----- Data supplied
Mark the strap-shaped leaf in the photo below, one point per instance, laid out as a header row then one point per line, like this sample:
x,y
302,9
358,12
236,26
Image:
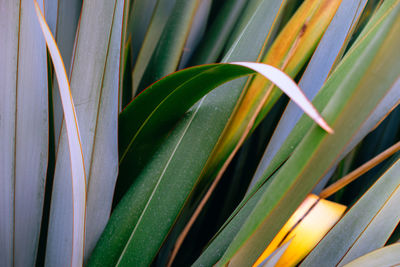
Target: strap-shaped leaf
x,y
185,87
94,87
356,94
74,143
386,256
321,64
366,227
23,132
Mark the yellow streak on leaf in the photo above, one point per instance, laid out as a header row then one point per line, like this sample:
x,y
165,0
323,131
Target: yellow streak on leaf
x,y
305,228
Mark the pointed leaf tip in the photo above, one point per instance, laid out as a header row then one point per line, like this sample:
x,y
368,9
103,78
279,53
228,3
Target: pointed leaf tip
x,y
290,88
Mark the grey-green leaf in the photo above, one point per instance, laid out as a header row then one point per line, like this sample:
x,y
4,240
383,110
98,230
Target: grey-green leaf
x,y
23,132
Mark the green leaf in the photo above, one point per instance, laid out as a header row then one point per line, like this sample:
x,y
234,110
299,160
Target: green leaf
x,y
197,29
386,256
94,85
354,97
118,244
320,101
216,36
196,134
366,227
23,132
140,15
162,12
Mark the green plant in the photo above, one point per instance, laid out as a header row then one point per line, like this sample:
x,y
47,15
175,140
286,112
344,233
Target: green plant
x,y
181,168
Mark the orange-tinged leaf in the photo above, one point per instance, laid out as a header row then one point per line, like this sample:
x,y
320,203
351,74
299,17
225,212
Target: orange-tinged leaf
x,y
305,228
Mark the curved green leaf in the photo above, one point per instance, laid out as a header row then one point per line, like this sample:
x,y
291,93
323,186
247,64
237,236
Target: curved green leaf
x,y
353,98
321,64
366,227
119,242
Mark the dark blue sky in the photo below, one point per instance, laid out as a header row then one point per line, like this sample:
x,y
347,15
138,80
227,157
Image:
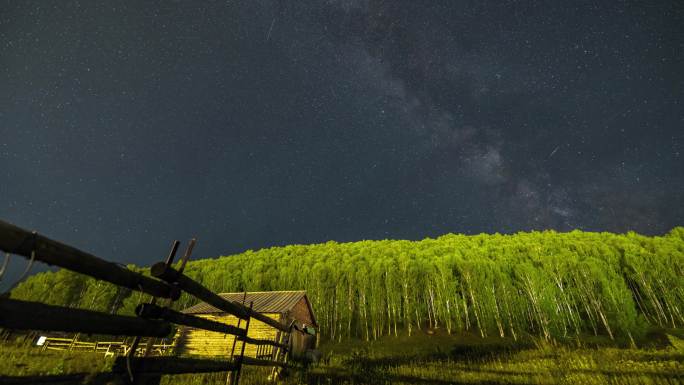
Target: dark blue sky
x,y
125,125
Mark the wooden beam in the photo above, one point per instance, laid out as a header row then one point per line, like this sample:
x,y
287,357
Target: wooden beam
x,y
148,310
173,365
16,240
258,362
256,341
182,281
23,315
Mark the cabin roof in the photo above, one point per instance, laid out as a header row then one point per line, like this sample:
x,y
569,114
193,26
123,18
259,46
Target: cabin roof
x,y
264,302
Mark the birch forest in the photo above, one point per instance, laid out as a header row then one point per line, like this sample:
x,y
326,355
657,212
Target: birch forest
x,y
551,285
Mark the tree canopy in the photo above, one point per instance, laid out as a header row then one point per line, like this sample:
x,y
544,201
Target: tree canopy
x,y
554,285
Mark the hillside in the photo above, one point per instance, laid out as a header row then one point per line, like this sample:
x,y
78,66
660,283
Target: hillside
x,y
547,284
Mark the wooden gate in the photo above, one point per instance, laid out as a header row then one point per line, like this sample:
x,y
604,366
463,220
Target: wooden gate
x,y
154,319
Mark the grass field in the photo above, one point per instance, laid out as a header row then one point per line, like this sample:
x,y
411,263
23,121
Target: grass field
x,y
419,359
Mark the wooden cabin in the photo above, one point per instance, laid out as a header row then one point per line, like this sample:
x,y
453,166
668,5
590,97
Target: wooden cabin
x,y
283,306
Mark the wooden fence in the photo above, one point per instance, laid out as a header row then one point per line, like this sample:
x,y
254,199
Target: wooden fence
x,y
154,319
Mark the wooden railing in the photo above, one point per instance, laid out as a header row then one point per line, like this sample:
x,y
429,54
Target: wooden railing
x,y
154,319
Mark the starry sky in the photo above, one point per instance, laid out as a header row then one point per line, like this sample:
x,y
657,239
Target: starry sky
x,y
249,124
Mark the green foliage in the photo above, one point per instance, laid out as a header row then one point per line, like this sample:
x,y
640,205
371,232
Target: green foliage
x,y
557,286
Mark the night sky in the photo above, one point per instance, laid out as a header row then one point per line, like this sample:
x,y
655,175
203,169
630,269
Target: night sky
x,y
249,124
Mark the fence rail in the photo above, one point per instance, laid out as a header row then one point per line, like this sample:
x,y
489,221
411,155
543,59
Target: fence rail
x,y
152,320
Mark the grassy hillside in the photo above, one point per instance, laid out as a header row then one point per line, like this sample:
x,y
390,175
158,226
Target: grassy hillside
x,y
555,286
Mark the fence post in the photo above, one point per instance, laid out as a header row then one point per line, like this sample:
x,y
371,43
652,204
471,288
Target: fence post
x,y
242,350
136,340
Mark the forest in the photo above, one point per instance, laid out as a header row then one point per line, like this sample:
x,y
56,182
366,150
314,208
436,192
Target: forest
x,y
551,285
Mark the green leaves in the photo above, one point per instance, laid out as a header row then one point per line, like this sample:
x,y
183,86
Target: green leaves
x,y
548,284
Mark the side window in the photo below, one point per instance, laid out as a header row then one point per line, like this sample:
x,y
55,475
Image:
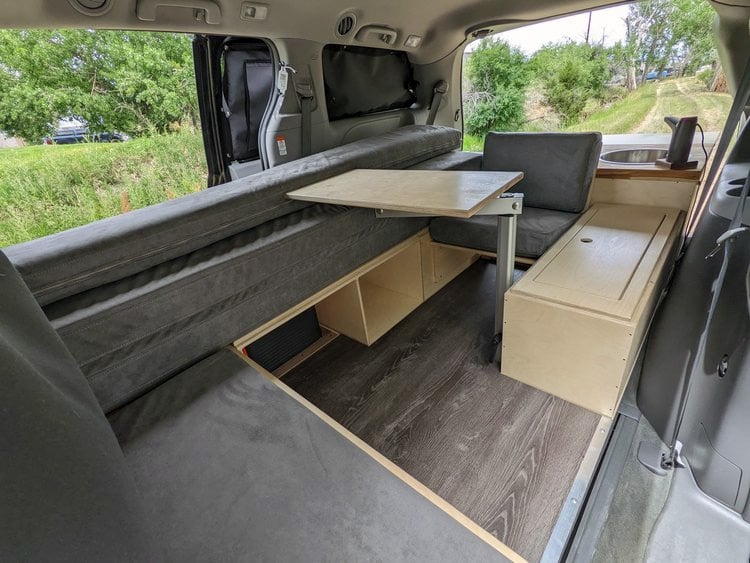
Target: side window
x,y
361,81
247,80
94,124
619,70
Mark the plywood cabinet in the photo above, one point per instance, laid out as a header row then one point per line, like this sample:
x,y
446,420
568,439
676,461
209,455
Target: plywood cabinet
x,y
574,322
374,302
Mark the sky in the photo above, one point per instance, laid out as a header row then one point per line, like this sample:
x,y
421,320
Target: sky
x,y
607,24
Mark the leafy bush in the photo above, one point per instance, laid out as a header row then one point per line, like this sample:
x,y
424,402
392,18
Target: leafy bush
x,y
572,74
498,76
706,77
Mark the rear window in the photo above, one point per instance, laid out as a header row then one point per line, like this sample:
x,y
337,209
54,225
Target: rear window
x,y
361,81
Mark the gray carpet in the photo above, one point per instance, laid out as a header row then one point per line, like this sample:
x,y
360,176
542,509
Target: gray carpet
x,y
638,501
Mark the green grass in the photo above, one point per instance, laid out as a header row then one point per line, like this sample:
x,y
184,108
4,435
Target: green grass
x,y
622,116
47,189
643,110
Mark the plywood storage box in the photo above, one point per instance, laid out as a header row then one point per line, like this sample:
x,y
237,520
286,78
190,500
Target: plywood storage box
x,y
573,324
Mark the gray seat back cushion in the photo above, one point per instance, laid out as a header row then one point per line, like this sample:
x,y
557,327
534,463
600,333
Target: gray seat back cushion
x,y
73,261
558,167
129,335
235,469
65,492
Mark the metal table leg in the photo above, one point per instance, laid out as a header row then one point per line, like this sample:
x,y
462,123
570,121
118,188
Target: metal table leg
x,y
506,257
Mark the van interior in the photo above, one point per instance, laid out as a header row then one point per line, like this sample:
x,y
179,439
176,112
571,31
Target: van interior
x,y
255,372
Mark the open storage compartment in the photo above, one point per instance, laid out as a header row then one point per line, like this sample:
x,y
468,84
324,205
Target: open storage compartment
x,y
574,323
373,303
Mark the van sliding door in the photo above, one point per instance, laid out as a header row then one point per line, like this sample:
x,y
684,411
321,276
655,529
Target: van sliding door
x,y
235,82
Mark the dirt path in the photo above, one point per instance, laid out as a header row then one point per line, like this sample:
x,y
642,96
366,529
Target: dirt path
x,y
682,97
643,126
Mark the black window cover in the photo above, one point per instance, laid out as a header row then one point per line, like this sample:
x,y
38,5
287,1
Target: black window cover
x,y
360,80
247,83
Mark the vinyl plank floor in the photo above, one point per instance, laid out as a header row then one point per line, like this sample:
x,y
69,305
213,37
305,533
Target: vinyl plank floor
x,y
425,396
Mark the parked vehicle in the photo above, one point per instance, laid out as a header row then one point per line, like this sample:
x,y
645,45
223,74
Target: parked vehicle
x,y
654,74
68,134
316,358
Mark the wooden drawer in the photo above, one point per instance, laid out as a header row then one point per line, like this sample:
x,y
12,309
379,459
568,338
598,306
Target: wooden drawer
x,y
573,324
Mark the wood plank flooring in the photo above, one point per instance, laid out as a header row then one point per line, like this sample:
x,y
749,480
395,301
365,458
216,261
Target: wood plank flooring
x,y
424,395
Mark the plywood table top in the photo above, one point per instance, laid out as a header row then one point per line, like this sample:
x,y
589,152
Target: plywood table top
x,y
446,193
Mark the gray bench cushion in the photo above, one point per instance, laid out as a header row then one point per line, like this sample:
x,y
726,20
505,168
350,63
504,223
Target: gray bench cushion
x,y
537,230
558,167
64,490
73,261
131,334
234,469
454,160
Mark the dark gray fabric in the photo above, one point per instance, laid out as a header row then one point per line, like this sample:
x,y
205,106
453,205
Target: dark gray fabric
x,y
234,469
65,494
454,160
558,167
131,334
73,261
536,231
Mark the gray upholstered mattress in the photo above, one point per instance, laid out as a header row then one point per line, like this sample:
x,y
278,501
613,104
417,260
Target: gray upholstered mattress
x,y
232,468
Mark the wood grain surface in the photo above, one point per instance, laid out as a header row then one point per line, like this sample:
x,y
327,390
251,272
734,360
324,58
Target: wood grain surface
x,y
651,141
503,453
447,193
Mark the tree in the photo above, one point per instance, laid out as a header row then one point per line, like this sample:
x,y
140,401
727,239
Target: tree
x,y
570,75
664,33
498,77
134,82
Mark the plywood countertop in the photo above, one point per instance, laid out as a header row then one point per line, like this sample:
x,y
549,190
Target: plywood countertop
x,y
651,141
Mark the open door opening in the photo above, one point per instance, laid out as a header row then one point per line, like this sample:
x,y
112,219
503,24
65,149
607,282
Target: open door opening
x,y
235,81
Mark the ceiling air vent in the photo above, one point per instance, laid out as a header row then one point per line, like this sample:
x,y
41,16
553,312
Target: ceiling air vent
x,y
345,25
92,7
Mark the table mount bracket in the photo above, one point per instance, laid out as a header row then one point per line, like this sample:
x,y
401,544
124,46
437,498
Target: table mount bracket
x,y
504,204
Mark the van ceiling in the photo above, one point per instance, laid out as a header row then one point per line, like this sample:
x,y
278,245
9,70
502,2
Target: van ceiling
x,y
442,24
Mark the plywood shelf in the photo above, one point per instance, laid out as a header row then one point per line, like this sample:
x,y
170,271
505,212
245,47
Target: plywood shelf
x,y
574,323
384,308
372,299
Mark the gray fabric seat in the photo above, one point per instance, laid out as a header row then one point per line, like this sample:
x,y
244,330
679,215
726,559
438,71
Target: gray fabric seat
x,y
66,263
141,296
536,230
133,333
235,469
558,171
65,492
219,464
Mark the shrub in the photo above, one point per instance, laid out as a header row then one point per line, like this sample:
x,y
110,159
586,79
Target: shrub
x,y
571,74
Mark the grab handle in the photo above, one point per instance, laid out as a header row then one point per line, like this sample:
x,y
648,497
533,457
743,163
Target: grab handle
x,y
209,11
385,34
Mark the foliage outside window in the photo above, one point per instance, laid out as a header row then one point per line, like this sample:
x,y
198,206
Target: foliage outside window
x,y
138,84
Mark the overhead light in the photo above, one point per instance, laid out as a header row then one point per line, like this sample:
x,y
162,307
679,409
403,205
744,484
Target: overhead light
x,y
254,11
92,7
413,41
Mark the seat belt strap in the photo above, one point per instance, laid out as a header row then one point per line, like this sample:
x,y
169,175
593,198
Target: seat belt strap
x,y
724,242
306,108
440,88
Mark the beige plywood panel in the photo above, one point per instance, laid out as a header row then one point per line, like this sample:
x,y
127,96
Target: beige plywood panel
x,y
651,192
566,352
603,263
402,273
342,311
441,264
427,192
384,308
276,322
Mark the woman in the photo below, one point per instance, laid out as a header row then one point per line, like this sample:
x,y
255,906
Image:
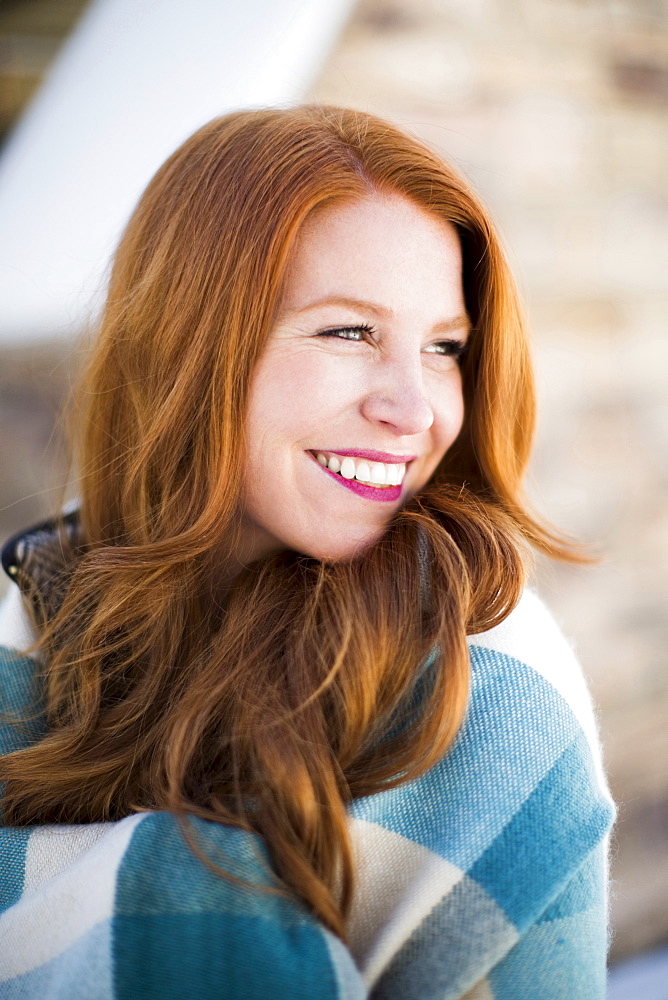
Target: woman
x,y
301,440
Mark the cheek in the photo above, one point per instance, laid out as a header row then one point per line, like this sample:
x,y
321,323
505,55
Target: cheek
x,y
296,397
449,411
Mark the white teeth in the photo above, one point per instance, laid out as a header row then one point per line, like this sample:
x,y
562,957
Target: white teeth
x,y
378,475
372,473
363,472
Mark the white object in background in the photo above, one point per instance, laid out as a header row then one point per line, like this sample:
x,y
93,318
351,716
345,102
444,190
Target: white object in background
x,y
131,83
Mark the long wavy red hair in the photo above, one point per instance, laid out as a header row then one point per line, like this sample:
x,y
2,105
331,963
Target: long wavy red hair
x,y
275,707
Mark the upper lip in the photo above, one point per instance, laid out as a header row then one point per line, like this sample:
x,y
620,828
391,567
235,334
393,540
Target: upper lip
x,y
370,455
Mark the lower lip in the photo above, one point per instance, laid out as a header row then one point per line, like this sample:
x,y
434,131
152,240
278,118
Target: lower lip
x,y
386,494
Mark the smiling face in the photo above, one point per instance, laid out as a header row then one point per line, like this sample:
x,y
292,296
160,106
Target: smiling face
x,y
357,395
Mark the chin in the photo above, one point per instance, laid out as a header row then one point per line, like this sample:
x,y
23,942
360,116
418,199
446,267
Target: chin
x,y
341,550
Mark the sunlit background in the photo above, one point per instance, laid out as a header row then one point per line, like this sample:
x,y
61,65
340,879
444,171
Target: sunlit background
x,y
556,111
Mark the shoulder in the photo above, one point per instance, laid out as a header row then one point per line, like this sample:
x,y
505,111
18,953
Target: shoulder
x,y
140,910
531,636
494,834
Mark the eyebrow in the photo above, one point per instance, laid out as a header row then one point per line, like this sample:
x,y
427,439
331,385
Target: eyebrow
x,y
363,305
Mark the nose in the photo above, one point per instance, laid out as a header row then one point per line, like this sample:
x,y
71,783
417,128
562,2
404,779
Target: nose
x,y
398,400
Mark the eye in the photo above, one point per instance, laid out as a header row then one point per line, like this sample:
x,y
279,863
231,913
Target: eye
x,y
356,333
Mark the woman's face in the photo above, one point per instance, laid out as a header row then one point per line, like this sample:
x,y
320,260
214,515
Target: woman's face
x,y
358,393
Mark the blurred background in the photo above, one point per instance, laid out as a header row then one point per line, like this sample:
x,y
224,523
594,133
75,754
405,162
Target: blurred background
x,y
556,112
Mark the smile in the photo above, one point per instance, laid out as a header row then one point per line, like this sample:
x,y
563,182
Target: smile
x,y
373,480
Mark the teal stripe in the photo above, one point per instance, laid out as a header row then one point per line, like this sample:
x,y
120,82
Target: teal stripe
x,y
529,864
13,846
177,956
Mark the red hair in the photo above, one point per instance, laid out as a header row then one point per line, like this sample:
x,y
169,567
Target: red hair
x,y
274,711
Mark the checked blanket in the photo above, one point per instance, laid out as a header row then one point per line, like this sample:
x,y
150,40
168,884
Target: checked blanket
x,y
484,879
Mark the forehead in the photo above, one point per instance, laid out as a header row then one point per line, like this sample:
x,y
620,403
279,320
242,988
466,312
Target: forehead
x,y
379,244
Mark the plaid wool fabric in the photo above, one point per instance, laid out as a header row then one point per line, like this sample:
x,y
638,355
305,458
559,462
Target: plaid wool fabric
x,y
484,879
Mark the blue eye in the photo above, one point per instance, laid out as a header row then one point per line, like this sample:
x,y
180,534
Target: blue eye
x,y
356,333
448,348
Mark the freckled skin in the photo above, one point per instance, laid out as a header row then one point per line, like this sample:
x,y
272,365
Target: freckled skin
x,y
389,390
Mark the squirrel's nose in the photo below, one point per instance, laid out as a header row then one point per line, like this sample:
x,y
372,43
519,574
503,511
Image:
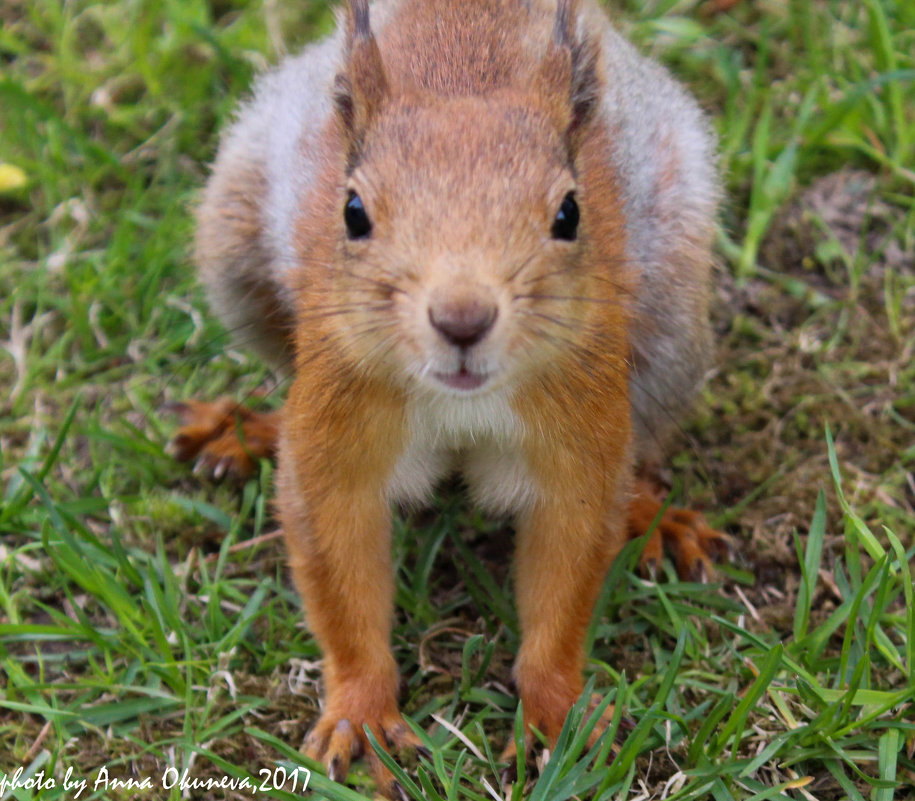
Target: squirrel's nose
x,y
463,321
----------
Wherever the string "below" appears in a line of the records above, copy that line.

Output of the exercise:
Mark the strap-shaped leaf in the photo below, one point per instance, laid out as a header row then one point per line, like this sample:
Mark the dark blue sky in the photo below, one point per instance, laid out as a header row then one point per line, like this sample:
Mark the side window in the photo below, one point per instance, laid out as a header row then one point per line, like this sample:
Mark the woman in the photo below, one point per instance, laid out as a header row then one point per line, like this sample:
Mark the squirrel's nose in the photo below, one point per instance, laid out as a header row then one point per line, like this sample:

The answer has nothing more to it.